» **本文**
TAP2023 Demo Day Report
最優秀賞は未利用農業資源を価値あるものに生まれ変わらせる「フードリボン」。沖縄発、東急グループとサーキュラーエコノミー構築に挑む

2024年3月28日

「共に、世界が憧れる街づくりを。」をコンセプトに掲げる東急アライアンスプラットフォーム(2021年8月、東急アクセラレートプログラムから名称変更。以下「TAP」)は、2023年度の総括となるDemo Dayを2024年3月に開催しました。

2023年度は東急グループの28事業者(21社)がTAPに参画。「交通」「ヘルスケア」「百貨店・スーパー・ショッピングセンター」等19の事業領域で協業を実現しています。またTAPでは、各領域の課題・ニーズ、将来像を可視化し、HPで随時情報を発信。スタートアップが応募しやすい体制を整えてきました(詳細はTAPのHPからご覧ください)。

協業ニーズの例

2023年度に協業に至った案件は23件。前年のDemo Dayに登壇したアジラ社と資本業務提携を実施し、クラダシ、AXELL、SUSHI TOP MARKETING各社とも協業を進めるなど、過年度のDemo Day登壇企業とも継続的に取り組みを進めています。2015年のTAP開始から累計で、応募件数は1062件、協業件数は145件、事業化・本格導入は46件、業務・資本提携は9件を数えるまでになりました(TAP事務局が連携する外部プログラム等をきっかけとした案件を含みます)。

さて、今回のDemo Dayには6社が登壇。3名の社外審査員を含む5名が共創案を「新規性」「成長性」「親和性」「(将来像の)蓋然性」という4つの観点から定量評価を行い、定性的な観点を加えて総合的に審査しています。またライブ配信をご覧いただいた方々からの投票でオーディエンス賞も選出しました。

【社外審査員】
・SBIインベストメント株式会社 取締役 執行役員 CVC事業部長 加藤 由紀子 氏
・株式会社ポーラ・オルビスホールディングス 総合企画室 コーポレートベンチャーキャピタル担当 岸 裕一郎 氏
・デロイト トーマツ ベンチャーサポート株式会社 Morning Pitch運営統括 永石 和恵 氏

【社内審査員】
東急株式会社 取締役社長 堀江 正博(審査員長)
東急株式会社 常務執行役員 フューチャー・デザイン・ラボ管掌 東浦 亮典

▲ 登壇企業のピッチを聞く審査員のみなさま

それでは登壇・受賞した各社を紹介していきます。

●【東急賞(最優秀賞)】株式会社フードリボン | 地球と共存する“地域循環”まちづくり

https://food-reborn.co.jp/
共創企業:東急電鉄

▲ 株式会社フードリボン 代表取締役社長 宇田悦子さん

最優秀賞である東急賞を獲得したのは、未利用農業資源であるパイナップルの葉やバナナの茎から繊維をはじめとしたバイオ素材を開発するフードリボン社です。

» **課題要件 A**
本文の「2023年度は東急グループの」から「ディエンス賞も選出しました。」までを、両端も含めて一字も変えずに書き写すこと。
» **課題要件 B**
本文をもとに、次の問いに答えること。
(i) 2023年度にTAPに参画した東急グループの事業者はいくつか。
(ii) 2015年のTAP開始からの累計応募件数は何件か。
(iii) 今回のDemo Dayに登壇したのは何社か。

» **保存データ**
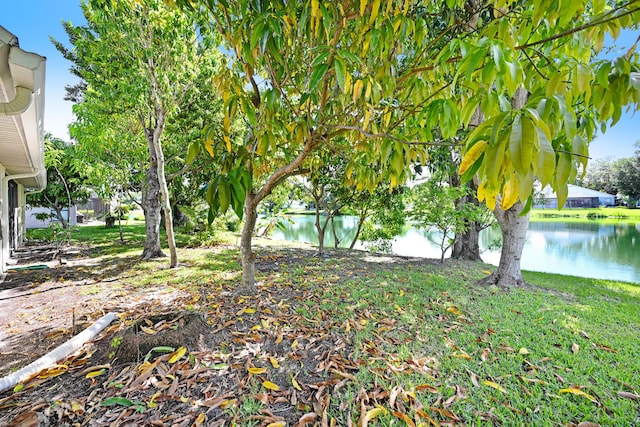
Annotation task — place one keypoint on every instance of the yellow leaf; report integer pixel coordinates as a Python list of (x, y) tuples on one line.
[(201, 419), (54, 371), (471, 156), (578, 392), (177, 355), (148, 331), (375, 8), (295, 384), (363, 7), (270, 386), (209, 146), (404, 417), (509, 193), (461, 355), (454, 310), (95, 373), (152, 403), (495, 385), (274, 362), (373, 413)]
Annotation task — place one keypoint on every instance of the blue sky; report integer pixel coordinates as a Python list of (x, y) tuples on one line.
[(33, 21)]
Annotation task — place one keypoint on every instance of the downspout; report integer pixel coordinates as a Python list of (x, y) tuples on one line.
[(4, 233)]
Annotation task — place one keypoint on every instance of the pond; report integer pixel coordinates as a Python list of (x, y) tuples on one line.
[(586, 249)]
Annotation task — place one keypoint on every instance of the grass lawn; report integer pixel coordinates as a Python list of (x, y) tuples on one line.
[(356, 339)]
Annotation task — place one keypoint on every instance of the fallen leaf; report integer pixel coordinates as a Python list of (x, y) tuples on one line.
[(373, 413), (270, 386), (306, 419), (201, 419), (274, 362), (148, 331), (94, 374), (627, 395), (177, 355), (404, 417), (26, 419), (454, 310), (578, 392), (494, 385), (295, 384)]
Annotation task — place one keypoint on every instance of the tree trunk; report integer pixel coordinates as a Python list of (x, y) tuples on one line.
[(336, 240), (358, 230), (246, 254), (60, 216), (152, 248), (513, 228), (166, 202), (514, 233), (466, 245), (319, 227)]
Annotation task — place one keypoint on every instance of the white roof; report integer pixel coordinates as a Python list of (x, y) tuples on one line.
[(22, 77), (576, 192)]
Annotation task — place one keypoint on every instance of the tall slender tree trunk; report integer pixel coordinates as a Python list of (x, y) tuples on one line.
[(513, 227), (152, 248), (247, 256), (514, 233), (466, 245), (358, 230)]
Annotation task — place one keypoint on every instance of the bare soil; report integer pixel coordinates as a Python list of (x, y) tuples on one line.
[(127, 376)]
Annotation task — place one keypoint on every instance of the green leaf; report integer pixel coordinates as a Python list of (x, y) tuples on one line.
[(224, 194), (194, 150), (546, 162), (316, 75), (338, 66)]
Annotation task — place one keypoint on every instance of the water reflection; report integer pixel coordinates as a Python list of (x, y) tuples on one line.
[(587, 249)]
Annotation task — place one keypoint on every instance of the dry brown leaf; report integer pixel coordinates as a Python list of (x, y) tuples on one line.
[(578, 392), (26, 419), (404, 417), (307, 418), (494, 385), (627, 395)]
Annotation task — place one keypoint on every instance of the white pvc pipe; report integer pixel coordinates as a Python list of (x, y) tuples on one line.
[(57, 354)]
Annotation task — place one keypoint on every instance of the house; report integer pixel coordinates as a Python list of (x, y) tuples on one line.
[(579, 197), (22, 169)]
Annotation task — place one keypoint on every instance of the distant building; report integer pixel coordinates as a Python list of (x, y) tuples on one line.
[(579, 197)]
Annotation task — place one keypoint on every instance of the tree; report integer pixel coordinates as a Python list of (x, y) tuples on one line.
[(65, 180), (600, 177), (140, 61), (627, 176), (386, 78), (437, 204)]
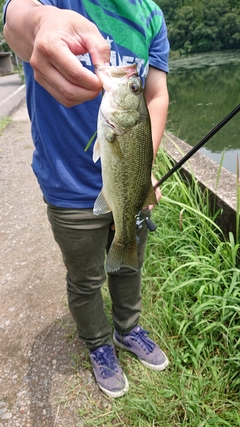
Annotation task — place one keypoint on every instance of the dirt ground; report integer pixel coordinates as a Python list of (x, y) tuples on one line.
[(39, 383)]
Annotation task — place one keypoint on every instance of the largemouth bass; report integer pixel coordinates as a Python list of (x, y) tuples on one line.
[(124, 144)]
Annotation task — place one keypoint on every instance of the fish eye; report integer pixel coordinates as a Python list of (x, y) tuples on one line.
[(134, 86)]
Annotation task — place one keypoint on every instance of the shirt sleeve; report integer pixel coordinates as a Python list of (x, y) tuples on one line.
[(159, 49), (8, 1)]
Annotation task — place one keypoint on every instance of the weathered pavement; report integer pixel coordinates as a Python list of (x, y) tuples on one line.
[(12, 93), (44, 374)]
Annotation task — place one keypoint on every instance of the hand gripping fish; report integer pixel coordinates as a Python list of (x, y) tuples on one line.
[(124, 144)]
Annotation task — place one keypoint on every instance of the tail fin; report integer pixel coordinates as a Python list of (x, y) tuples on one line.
[(122, 256)]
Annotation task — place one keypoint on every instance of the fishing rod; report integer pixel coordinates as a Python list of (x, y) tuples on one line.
[(198, 145), (151, 226)]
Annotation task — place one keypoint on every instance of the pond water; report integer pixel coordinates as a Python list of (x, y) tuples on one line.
[(203, 90)]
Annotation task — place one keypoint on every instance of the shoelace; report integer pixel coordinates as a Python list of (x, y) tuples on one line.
[(141, 337), (106, 360)]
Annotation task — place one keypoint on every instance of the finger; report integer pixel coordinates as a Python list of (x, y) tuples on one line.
[(65, 92), (44, 61)]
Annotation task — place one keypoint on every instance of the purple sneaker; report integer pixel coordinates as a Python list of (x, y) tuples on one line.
[(108, 373), (148, 352)]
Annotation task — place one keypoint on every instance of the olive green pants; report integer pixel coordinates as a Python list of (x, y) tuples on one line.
[(84, 240)]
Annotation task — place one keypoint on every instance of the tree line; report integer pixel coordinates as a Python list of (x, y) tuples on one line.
[(202, 25), (193, 25)]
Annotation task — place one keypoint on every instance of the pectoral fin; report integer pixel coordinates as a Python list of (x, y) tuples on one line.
[(151, 198), (100, 205), (96, 151)]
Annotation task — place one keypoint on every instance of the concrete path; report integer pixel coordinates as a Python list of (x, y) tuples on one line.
[(12, 94)]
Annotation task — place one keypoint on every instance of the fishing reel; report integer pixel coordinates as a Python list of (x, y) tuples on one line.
[(150, 224)]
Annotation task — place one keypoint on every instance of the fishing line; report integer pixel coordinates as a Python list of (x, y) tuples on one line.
[(198, 146)]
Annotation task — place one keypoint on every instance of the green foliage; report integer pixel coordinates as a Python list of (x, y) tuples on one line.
[(191, 305), (201, 26)]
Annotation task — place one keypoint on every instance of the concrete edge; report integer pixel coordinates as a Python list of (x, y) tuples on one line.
[(221, 184)]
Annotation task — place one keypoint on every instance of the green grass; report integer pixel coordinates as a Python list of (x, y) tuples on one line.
[(191, 304)]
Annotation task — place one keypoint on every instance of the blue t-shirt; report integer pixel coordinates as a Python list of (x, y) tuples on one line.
[(67, 175)]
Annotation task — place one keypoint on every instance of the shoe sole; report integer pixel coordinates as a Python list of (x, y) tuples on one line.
[(142, 361), (115, 394)]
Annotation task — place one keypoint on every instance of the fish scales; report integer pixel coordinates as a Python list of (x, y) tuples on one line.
[(124, 144)]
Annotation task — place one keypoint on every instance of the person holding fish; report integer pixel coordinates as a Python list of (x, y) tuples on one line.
[(71, 50)]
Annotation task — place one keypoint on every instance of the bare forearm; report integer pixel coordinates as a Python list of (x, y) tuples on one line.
[(156, 94), (51, 39), (158, 109)]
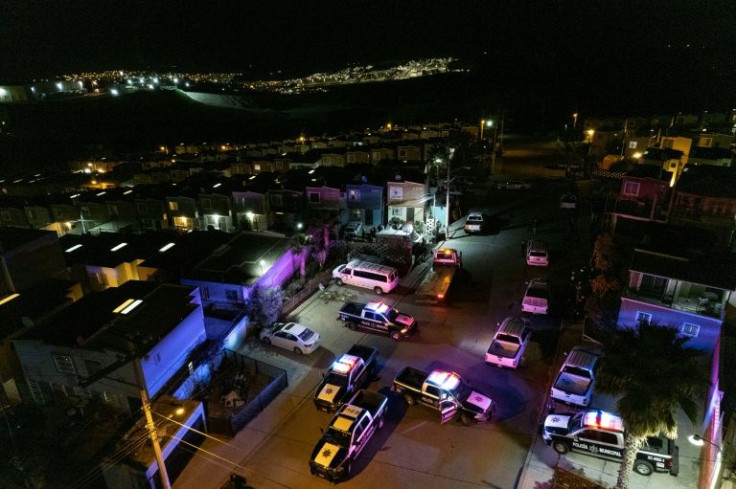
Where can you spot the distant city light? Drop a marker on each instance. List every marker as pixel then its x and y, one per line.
pixel 166 247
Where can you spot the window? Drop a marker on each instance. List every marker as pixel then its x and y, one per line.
pixel 111 398
pixel 64 364
pixel 92 366
pixel 643 317
pixel 631 188
pixel 690 329
pixel 396 193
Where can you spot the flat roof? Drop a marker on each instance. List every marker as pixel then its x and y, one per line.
pixel 92 323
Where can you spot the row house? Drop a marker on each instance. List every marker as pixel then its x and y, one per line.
pixel 406 201
pixel 705 198
pixel 365 203
pixel 112 345
pixel 252 210
pixel 216 212
pixel 671 289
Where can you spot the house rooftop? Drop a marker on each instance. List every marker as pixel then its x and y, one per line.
pixel 239 262
pixel 93 323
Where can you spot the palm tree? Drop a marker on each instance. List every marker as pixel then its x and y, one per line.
pixel 653 374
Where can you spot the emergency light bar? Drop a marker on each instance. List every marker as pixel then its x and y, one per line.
pixel 603 420
pixel 444 380
pixel 345 364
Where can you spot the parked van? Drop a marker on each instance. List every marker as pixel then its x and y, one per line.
pixel 380 278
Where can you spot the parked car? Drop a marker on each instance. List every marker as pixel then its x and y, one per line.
pixel 514 185
pixel 536 297
pixel 291 336
pixel 536 253
pixel 509 343
pixel 475 223
pixel 353 229
pixel 569 201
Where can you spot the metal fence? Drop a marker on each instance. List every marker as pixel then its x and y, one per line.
pixel 254 368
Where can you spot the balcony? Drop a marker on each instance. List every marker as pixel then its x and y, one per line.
pixel 699 301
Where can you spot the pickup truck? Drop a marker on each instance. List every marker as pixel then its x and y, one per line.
pixel 576 380
pixel 350 372
pixel 433 288
pixel 377 317
pixel 602 434
pixel 347 435
pixel 444 392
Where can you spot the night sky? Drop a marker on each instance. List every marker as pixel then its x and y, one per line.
pixel 48 37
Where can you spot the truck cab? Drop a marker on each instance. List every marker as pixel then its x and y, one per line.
pixel 347 435
pixel 602 434
pixel 347 374
pixel 445 392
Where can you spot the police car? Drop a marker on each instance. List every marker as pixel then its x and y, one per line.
pixel 601 434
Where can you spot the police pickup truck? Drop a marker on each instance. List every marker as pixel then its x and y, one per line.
pixel 601 434
pixel 436 284
pixel 350 372
pixel 446 393
pixel 377 317
pixel 347 435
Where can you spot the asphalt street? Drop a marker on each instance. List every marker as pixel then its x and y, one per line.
pixel 414 450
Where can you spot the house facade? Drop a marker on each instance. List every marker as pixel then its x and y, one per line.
pixel 683 293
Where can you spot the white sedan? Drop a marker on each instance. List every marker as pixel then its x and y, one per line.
pixel 514 185
pixel 291 336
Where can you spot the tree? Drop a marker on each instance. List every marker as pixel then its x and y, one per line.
pixel 265 304
pixel 653 374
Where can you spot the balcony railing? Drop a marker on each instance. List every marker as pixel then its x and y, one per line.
pixel 696 304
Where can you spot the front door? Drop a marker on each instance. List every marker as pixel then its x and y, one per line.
pixel 448 409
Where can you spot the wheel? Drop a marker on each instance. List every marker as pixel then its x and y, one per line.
pixel 561 447
pixel 643 467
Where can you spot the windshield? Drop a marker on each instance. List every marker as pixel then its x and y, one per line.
pixel 306 335
pixel 339 380
pixel 339 438
pixel 507 337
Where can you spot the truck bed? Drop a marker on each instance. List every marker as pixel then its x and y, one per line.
pixel 411 377
pixel 352 309
pixel 504 349
pixel 367 353
pixel 572 384
pixel 369 400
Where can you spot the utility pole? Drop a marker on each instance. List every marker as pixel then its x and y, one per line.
pixel 146 406
pixel 447 202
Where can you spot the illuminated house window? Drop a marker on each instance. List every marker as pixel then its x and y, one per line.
pixel 643 317
pixel 64 364
pixel 690 329
pixel 92 366
pixel 631 188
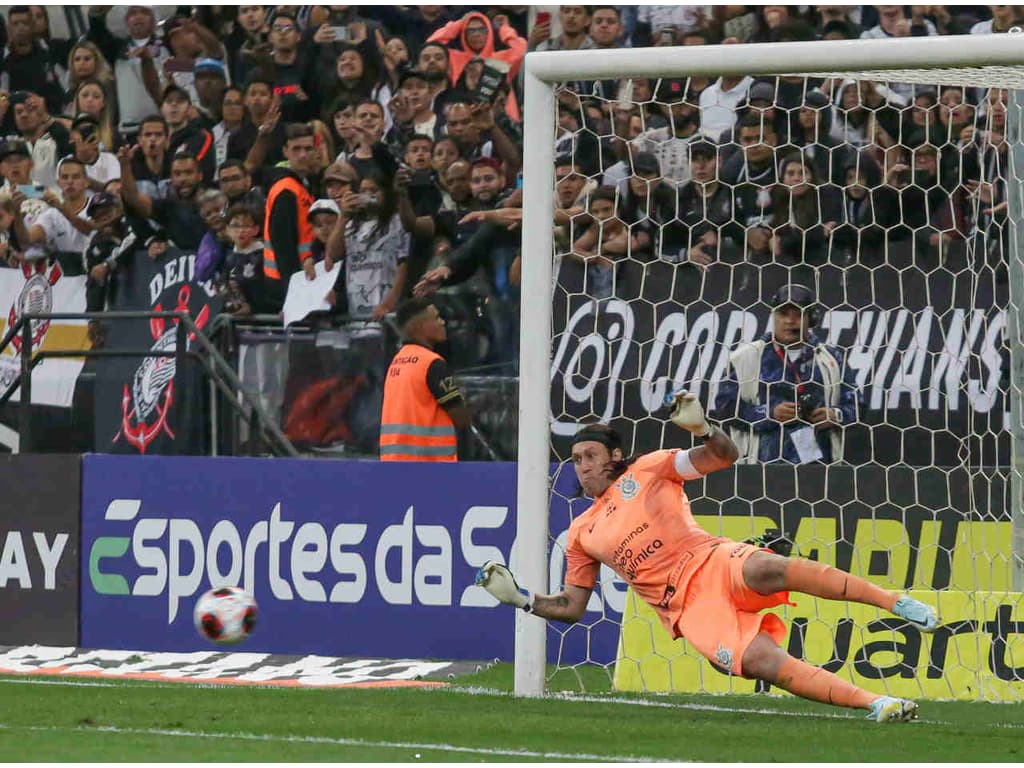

» **記述回答 A**
2023年度は東急グループの28事業者(21社)がTAPに参画。「交通」「ヘルスケア」「百貨店・スーパー・ショッピングセンター」等19の事業領域で協業を実現しています。またTAPでは、各領域の課題・ニーズ、将来像を可視化し、HPで随時情報を発信。スタートアップが応募しやすい体制を整えてきました(詳細はTAPのHPからご覧ください)。

協業ニーズの例

2023年度に協業に至った案件は23件。前年のDemo Dayに登壇したアジラ社と資本業務提携を実施し、クラダシ、AXELL、SUSHI TOP MARKETING各社とも協業を進めるなど、過年度のDemo Day登壇企業とも継続的に取り組みを進めています。2015年のTAP開始から累計で、応募件数は1062件、協業件数は145件、事業化・本格導入は46件、業務・資本提携は9件を数えるまでになりました(TAP事務局が連携する外部プログラム等をきっかけとした案件を含みます)。

さて、今回のDemo Dayには6社が登壇。3名の社外審査員を含む5名が共創案を「新規性」「成長性」「親和性」「(将来像の)蓋然性」という4つの観点から定量評価を行い、定性的な観点を加えて総合的に審査しています。またライブ配信をご覧いただいた方々からの投票でオーディエンス賞も選出しました。

» **記述回答 B**
(i) 28事業者(21社)
(ii) 1062件
(iii) 6社